Extracted material: Begin

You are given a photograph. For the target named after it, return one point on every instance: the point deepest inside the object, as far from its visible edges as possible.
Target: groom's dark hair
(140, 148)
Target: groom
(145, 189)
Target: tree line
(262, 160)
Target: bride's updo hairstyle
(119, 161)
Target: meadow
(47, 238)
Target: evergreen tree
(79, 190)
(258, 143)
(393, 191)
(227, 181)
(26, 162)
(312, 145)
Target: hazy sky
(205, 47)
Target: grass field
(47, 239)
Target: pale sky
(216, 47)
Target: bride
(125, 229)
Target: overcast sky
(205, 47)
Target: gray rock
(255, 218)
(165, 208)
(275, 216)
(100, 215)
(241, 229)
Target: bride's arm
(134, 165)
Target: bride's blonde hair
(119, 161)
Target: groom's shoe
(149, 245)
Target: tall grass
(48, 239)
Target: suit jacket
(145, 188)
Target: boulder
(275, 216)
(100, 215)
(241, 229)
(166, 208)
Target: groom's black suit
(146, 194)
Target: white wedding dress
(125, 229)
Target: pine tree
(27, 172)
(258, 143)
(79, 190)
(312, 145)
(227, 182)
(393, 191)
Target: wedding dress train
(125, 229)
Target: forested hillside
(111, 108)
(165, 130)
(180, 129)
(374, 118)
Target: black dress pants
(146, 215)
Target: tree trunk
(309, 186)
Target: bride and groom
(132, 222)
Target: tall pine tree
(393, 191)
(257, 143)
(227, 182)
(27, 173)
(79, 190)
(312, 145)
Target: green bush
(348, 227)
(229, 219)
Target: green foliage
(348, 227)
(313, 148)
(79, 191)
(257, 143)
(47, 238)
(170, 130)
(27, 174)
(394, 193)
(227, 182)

Extracted material: End

What is being asked: Every record above needs to be repeated word for word.

Answer to this task:
You are given a photograph. For the target named after it, return one point on every instance: the point deepest inside the object, as far from its visible edges as possible.
Target: groom's dark hair
(140, 148)
Target: groom
(145, 189)
Target: tree line
(262, 160)
Target: bride's updo hairstyle
(119, 161)
Target: meadow
(47, 238)
Target: evergreen tree
(79, 190)
(258, 143)
(393, 191)
(227, 181)
(26, 162)
(312, 145)
Target: hazy sky
(205, 47)
Target: grass field
(47, 239)
Target: pale sky
(216, 47)
Target: bride
(125, 229)
Target: overcast sky
(205, 47)
Target: gray rock
(255, 218)
(165, 208)
(275, 216)
(100, 215)
(241, 229)
Target: bride's arm
(134, 165)
Target: bride's blonde hair
(119, 161)
Target: groom's shoe
(149, 245)
Target: tall grass
(48, 239)
Target: suit jacket
(145, 188)
Target: boulder
(275, 216)
(100, 215)
(241, 229)
(166, 208)
Target: groom's black suit
(146, 194)
Target: white wedding dress
(125, 229)
Target: pine tree
(27, 172)
(258, 143)
(79, 190)
(312, 145)
(227, 182)
(393, 191)
Target: wedding dress train
(125, 229)
Target: forested hillside
(111, 108)
(165, 130)
(180, 129)
(374, 118)
Target: black dress pants
(146, 215)
Target: tree trunk
(309, 186)
Target: bride and groom
(132, 222)
Target: tall pine tree
(393, 191)
(257, 143)
(227, 182)
(27, 173)
(79, 190)
(312, 145)
Target: green bush
(348, 227)
(229, 219)
Target: green foliage
(348, 227)
(313, 148)
(79, 191)
(257, 143)
(47, 238)
(170, 130)
(27, 174)
(394, 193)
(227, 182)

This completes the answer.